Directions for this task: Every entry below must appear again, exactly as written.

Data provided:
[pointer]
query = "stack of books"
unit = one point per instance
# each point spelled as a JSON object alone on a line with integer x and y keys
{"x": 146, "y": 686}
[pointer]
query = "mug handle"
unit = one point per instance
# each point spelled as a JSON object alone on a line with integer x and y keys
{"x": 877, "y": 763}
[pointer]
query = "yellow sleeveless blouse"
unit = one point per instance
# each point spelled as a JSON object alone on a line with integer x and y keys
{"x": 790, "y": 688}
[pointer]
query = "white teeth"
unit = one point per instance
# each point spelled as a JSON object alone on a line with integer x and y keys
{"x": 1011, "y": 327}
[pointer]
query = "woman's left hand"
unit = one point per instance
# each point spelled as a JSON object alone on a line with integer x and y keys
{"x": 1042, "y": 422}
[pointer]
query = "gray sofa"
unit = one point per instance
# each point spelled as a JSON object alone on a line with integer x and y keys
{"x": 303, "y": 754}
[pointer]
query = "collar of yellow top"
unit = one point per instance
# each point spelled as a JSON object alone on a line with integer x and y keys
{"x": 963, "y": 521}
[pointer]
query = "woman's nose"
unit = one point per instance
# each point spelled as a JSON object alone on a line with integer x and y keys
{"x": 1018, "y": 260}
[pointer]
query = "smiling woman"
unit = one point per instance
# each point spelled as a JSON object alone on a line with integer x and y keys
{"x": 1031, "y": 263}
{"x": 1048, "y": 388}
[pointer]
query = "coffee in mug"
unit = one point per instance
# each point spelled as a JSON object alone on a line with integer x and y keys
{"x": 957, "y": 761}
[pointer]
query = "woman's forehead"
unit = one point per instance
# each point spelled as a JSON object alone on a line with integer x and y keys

Task answer:
[pointer]
query = "stack of books"
unit = one point per instance
# each point spelled as a JSON object alone on a line with integer x and y keys
{"x": 146, "y": 686}
[pointer]
query = "mug handle"
unit = one point per instance
# each point spelled as a JSON object alone on a line with integer x and y keys
{"x": 877, "y": 763}
[pointer]
query = "yellow sleeveless blouse"
unit = one point per instance
# each point spelled as a JSON object alone on a line with integer x and y keys
{"x": 790, "y": 688}
[pointer]
query = "white teeth"
unit = one point per instance
# each point spelled as a JSON object alone on a line with integer x and y keys
{"x": 1011, "y": 327}
[pointer]
query = "woman's left hand"
unit = one point per instance
# each point spelled as a JSON object alone on a line with integer x and y keys
{"x": 1042, "y": 422}
[pointer]
query = "gray sofa"
unit = one point per instance
# each point spelled as a JSON object alone on a line with integer x and y keys
{"x": 303, "y": 754}
[pointer]
query = "collar of yellow top"
unit = one point per instance
# each point spelled as a JSON object alone on a line with integer x and y keys
{"x": 963, "y": 521}
[pointer]
query = "woman's nose"
unit = one point per instance
# each point spelled as a JSON object alone on a line with integer x and y keys
{"x": 1018, "y": 260}
[pointer]
query = "smiling woman"
unit = one point per instance
# each point spelled as a JSON object alone on a line with integer x and y keys
{"x": 1031, "y": 263}
{"x": 1048, "y": 388}
[pointer]
query = "coffee in mug"
unit = one point per instance
# each point spelled as a JSON object alone on a line with integer x and y keys
{"x": 957, "y": 761}
[pointer]
query = "woman's forehead"
unit = one point per instance
# each point spelled as a JSON object alone on a line with integer x and y keys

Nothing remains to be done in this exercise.